» **Required work**: Every entry below needs to be repeated exactly.
------------------------------------------------
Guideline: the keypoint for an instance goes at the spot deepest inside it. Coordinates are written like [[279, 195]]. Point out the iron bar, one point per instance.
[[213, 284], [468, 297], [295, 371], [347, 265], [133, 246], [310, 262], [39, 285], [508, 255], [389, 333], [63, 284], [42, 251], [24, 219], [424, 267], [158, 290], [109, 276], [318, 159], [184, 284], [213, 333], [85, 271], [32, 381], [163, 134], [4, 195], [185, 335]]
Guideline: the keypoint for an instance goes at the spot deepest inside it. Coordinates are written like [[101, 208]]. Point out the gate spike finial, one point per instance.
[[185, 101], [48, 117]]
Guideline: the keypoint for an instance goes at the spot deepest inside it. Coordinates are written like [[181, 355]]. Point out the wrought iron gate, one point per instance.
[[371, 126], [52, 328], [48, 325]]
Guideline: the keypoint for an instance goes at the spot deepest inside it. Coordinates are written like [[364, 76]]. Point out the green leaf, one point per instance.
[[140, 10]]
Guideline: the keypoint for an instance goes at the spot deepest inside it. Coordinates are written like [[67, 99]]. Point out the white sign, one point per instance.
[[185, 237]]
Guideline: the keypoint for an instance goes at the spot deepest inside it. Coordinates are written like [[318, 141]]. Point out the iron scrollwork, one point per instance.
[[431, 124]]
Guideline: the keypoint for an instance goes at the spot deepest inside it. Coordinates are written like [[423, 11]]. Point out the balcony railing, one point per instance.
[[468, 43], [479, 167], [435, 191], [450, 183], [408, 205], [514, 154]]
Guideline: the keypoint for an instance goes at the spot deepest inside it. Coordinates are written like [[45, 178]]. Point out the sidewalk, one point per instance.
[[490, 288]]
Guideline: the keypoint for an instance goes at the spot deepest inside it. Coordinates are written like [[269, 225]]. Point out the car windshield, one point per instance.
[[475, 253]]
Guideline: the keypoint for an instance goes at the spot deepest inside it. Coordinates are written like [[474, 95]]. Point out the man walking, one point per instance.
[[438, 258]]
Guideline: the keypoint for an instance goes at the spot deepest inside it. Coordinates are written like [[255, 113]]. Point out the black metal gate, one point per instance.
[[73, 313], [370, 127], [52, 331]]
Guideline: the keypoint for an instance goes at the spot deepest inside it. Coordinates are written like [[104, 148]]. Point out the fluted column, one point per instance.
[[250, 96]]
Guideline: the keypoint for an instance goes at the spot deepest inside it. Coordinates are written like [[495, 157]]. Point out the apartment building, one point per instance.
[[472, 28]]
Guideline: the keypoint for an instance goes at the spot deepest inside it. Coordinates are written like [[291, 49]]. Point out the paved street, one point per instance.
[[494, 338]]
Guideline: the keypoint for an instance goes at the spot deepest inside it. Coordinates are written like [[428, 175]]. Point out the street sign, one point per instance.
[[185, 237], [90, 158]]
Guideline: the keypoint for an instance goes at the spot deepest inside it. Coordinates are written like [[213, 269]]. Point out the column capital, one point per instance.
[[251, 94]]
------------------------------------------------
» **Task answer**:
Guideline: the keypoint for an instance goes at the spot deepest inside it. Coordinates are written like [[279, 195]]. Point out the iron bar, one point per instance.
[[213, 284], [468, 297], [295, 371], [347, 265], [133, 246], [310, 262], [39, 285], [508, 255], [389, 333], [63, 284], [42, 251], [24, 219], [424, 267], [158, 290], [109, 276], [318, 159], [184, 284], [213, 333], [85, 271], [32, 381], [163, 134], [4, 195], [185, 335]]
Guideline: the keypoint for an instance goes at the spot deepest inside it. Coordinates are written like [[101, 208]]. Point out the gate spike finial, one point per instance.
[[185, 101], [48, 117]]
Guideline: the keypoint for an instance goes at the spot deepest inside it. Coordinates are written like [[181, 355]]. Point out the wrought iron gate, one point per instance.
[[371, 126], [52, 328], [48, 325]]
Guideline: the keypoint for an instance goes at the spot deepest inside it. Coordinates are written like [[364, 76]]. Point out the green leaf, one point per instance.
[[140, 10]]
Guideline: the keypoint for an instance goes at the spot deepest inside it. Coordinates are written like [[67, 99]]. Point out the white sign, one point per instance.
[[185, 237]]
Guideline: the keypoint for an instance goes at the spot deepest inside it. Coordinates are written like [[318, 141]]. Point out the iron scrollwork, one point per instance.
[[431, 124]]
Guideline: the keypoint for an instance goes at the spot deepest inside it. Coordinates are written like [[423, 11]]. Point out the balcony railing, one point per instance.
[[468, 43], [479, 167], [435, 191], [450, 183], [408, 205], [514, 154]]
Guideline: the keypoint for an instance goes at the spot deepest inside it. Coordinates are written like [[45, 178]]. Point out the sidewalk, one point per instance.
[[490, 288]]
Guideline: the keypoint for an instance goes at the spot deepest inside it. Coordinates are written like [[269, 225]]. Point out the car windshield, one point per instance.
[[475, 253]]
Guideline: the keypoint for an instance goes at the spot deepest inside it. Coordinates are written like [[474, 95]]. Point out the man walking, one point per instance.
[[438, 258]]
Guideline: the keypoint for an instance goes at the spot deepest inside it. Coordinates are written like [[255, 113]]. Point out the black metal gate, one point per instance.
[[73, 313], [370, 127], [52, 331]]
Guideline: the keypoint for an instance goes at the spot deepest inside it. Coordinates are written like [[104, 148]]. Point out the fluted column, one point per instance.
[[250, 96]]
Guideline: the keypoint for an instance goes at the spot deepest inside it. Coordinates are written like [[495, 157]]. Point out the apartment building, one point per instance.
[[472, 28]]
Guideline: the keypoint for an instance goes at the spot deepest inside it. Coordinates are written like [[291, 49]]. Point out the paved street, one point per instance.
[[494, 338]]
Guideline: the keypoint for an instance goes at the spot deepest inside it. Coordinates are written like [[428, 175]]. Point out the street sign, one point per instance.
[[185, 237], [90, 158]]
Guideline: the keypoint for an instance goes at the spot deepest inside it. Coordinates are written like [[213, 269]]. Point out the column capital, one point per instance.
[[251, 94]]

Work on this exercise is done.